PASSAGE:
════════════════════
Professor Michelle Simmons FAA FRS FTSE is a UNSW Sydney Laureate Fellow and Director of the Centre of Excellence for Quantum Computation and Communication Technology. She has pioneered unique technologies to build electronic devices at the atomic scale, pushing the boundaries of global research in classical computing and opening up the prospect of developing a silicon-based quantum computer: a powerful new form of computing with the potential to transform information processing. She has received Federation and Laureate Fellowships, been named NSW Scientist of the Year and awarded the CSIRO Eureka Prize for Science Leadership. Recognised with the Pawsey and Lyle Medals from the Australian Academy of Science she was, upon her appointment, one of the youngest fellows of this Academy. In 2014 she was inducted into the American Academy of Arts and Sciences, and was awarded the Feynman Prize in Nanotechnology for ‘the creation of the new field of atomic-electronics’ in 2016. Recognised as a pioneer in quantum computing by the American Computer Museum, she is Editor-in-Chief of Nature Quantum Information and was the 2017 L’ORÉAL-UNESCO Asia-Pacific Laureate. She is currently the 2018 Australian of the Year.

Professor Peter Visscher FAA FRS is a quantitative geneticist who studies trait variation in populations. He has developed and applied statistical analysis methods to quantify and dissect the contribution of DNA polymorphisms to variation between individuals, thereby demonstrating the pervasiveness of polygenicity and pleiotropy for quantitative traits and risk of common diseases. His research has applications in medicine, evolutionary biology and agriculture. Peter trained in quantitative genetics at the University of Edinburgh and is currently Professor of Quantitative Genetics at the University of Queensland, Brisbane, Australia. He is an Australian National Health and Medical Research Council Senior Principal Research Fellow and was elected a Fellow of the Australian Academy of Science in 2010.
════════════════════
Collected data entries:

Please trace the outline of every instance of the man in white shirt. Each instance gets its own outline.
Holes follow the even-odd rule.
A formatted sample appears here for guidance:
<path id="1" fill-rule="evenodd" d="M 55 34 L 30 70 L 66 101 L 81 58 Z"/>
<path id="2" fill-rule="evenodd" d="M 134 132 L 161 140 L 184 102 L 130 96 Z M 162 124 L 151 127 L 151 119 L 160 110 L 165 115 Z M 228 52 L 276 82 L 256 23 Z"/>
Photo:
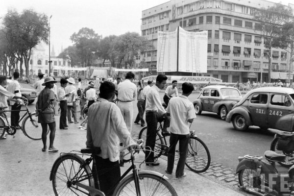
════════════════════
TASKS TO CARRY OUT:
a) According to the biographies, what prize did Michelle Simmons receive in 2016?
b) Say whether each statement agrees with the biographies, quoting the words that decide it: (i) Peter Visscher trained in quantitative genetics at the University of Edinburgh. (ii) Michelle Simmons was inducted into the American Academy of Arts and Sciences in 2016. (iii) Peter Visscher was elected a Fellow of the Australian Academy of Science in 2010.
c) Continue the biographies from the point where they stop.

TASK RESULTS:
a) The Feynman Prize in Nanotechnology, awarded for ‘the creation of the new field of atomic-electronics’.

b)
(i) Yes: "Peter trained in quantitative genetics at the University of Edinburgh"
(ii) No: "In 2014 she was inducted into the American Academy of Arts and Sciences"
(iii) Yes: "was elected a Fellow of the Australian Academy of Science in 2010"

c)
Professor Jillian Banfield FAA FRS is an earth scientist who studies the structure, functioning and diversity of microbial communities in natural environments and the human microbiome. Her laboratory and collaborators pioneered the reconstruction of genomes from natural ecosystems and community metaproteomic analyses. Through genomics, her group has provided insights into previously unknown and little known bacterial and archaeal lineages, leading to a new rendition of the Tree of Life. She has conducted extensive research on natural and synthetic nanomaterials, exploring the impacts of particle size on their structure, properties and reactivity. Her lab described the oriented attachment-based mechanism for growth of nanoparticles and its implications for development of defect microstructures. She has also studied microorganism-mineral interactions, including those that lead to production of nanomaterials. Jill is a Professor at the University of California, Berkeley, USA, with appointments in the Earth Science, Ecosystem Science and Materials Science and Engineering departments. She leads the Microbial Research initiative within the Innovative Genomics Institute, is affiliated with Lawrence Berkeley National Laboratory and has a position at the University of Melbourne, Australia. She is a Corresponding Member of the Australian Academy of Science.

The six are among 50 new Fellows from across the Commonwealth of Nations. They attended a ceremony in London to accept their election, alongside South African engineer and inventor, Elon Musk.

The Fellowship of the Royal Society are the most eminent scientists, engineers and technologists from or living and working in the UK and the Commonwealth. Each year up to 52 Fellows and up to 10 Foreign Members are elected from a group of about 700 candidates.